Here's another example of what I meant by the "nature of the context" : when speaking informally, we say : بتكلم عربى batkallem 3arabi (I speak Arabic), so it's not strange at all to simply put عربى  in a user's profile on a "friendly" site/forum  but in a more formal context (Encarta or any other site, book, reference....) it's more common to say العربية or اللغة العربية  (though the first is shorter, simpler and o less correct than the former, longer form).
As for using the article  with Arabic and not with Deutsche, I think it's due to the peculiarities of each language. We say "le français" but not "français"; while we say "English" and not "the English" (speaking of language names)


----------



## Hibou57

Thanks for your reception Cherine 

Ok, so something else comes into my mind : the use of the article is a kind of esteem mark ? As the use of « yaa » is before a name in arabic ? (I mean like in « yaa mohammad »)

May it be that ?


----------



## cherine

Not esteem, it's rendering the thing definite. When we say عربية it's not clear what is Arabic (because 3arabeyya is an adjective) but when we add the article (al) it define what is Arabic : it's the language.

As for yaa, it's a vocative mark or interjection, it's a way to show not esteem but calling the person whose name follows the yaa. When you say "ya Mohammad" it means : I call Mohammad.

I hope it's clearer now. If not, don't hesitate to ask, but if you'll ask about something far from the subject of this thread, you'd better open a new one.

__To be done__:
1. State whether each statement agrees with the thread, answering yes or no and quoting the deciding words: (a) In a formal context, العربية or اللغة العربية is the more common form. (b) Adding the article to عربية is a mark of esteem. (c) Yaa is described as a vocative mark or interjection.
2. Return the stretch of the thread from "As for using" through "it be that ?", copied word for word.
The data that come after this point are not needed for this work.

__Record extracts__:
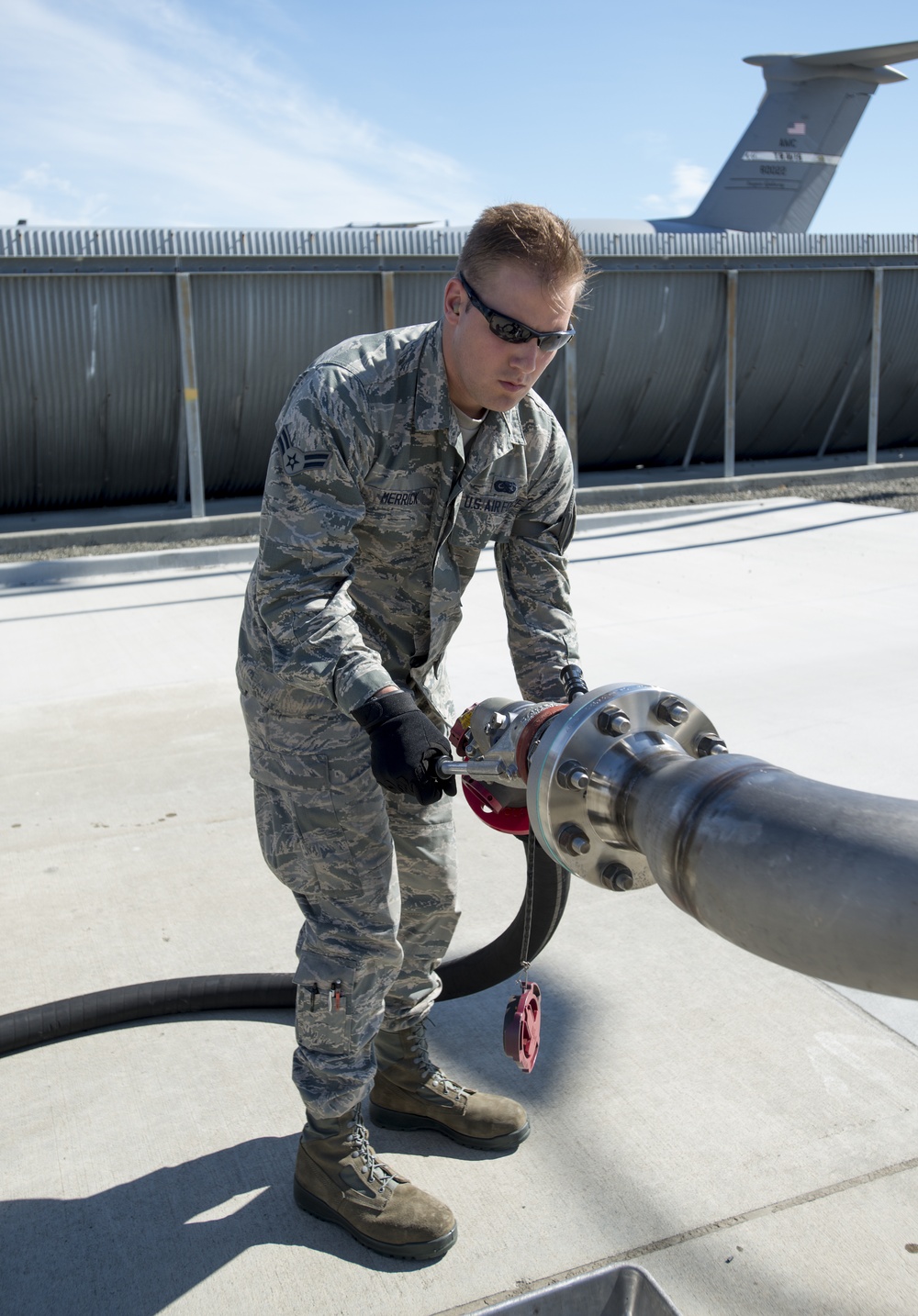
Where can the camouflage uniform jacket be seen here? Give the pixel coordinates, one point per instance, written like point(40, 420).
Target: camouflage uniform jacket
point(373, 523)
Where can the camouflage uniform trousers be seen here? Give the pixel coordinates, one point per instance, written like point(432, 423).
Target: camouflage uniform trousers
point(375, 876)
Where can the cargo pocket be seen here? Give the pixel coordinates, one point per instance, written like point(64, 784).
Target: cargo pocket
point(324, 1004)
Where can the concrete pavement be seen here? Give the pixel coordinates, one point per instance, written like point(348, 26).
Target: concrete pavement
point(744, 1133)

__Results in order__:
1.
(a) Yes: "in a more formal context (Encarta or any other site, book, reference....) it's more common to say العربية or اللغة العربية"
(b) No: "Not esteem, it's rendering the thing definite."
(c) Yes: "it's a vocative mark or interjection"

2.
As for using the article  with Arabic and not with Deutsche, I think it's due to the peculiarities of each language. We say "le français" but not "français"; while we say "English" and not "the English" (speaking of language names)


----------



## Hibou57

Thanks for your reception Cherine 

Ok, so something else comes into my mind : the use of the article is a kind of esteem mark ? As the use of « yaa » is before a name in arabic ? (I mean like in « yaa mohammad »)

May it be that ?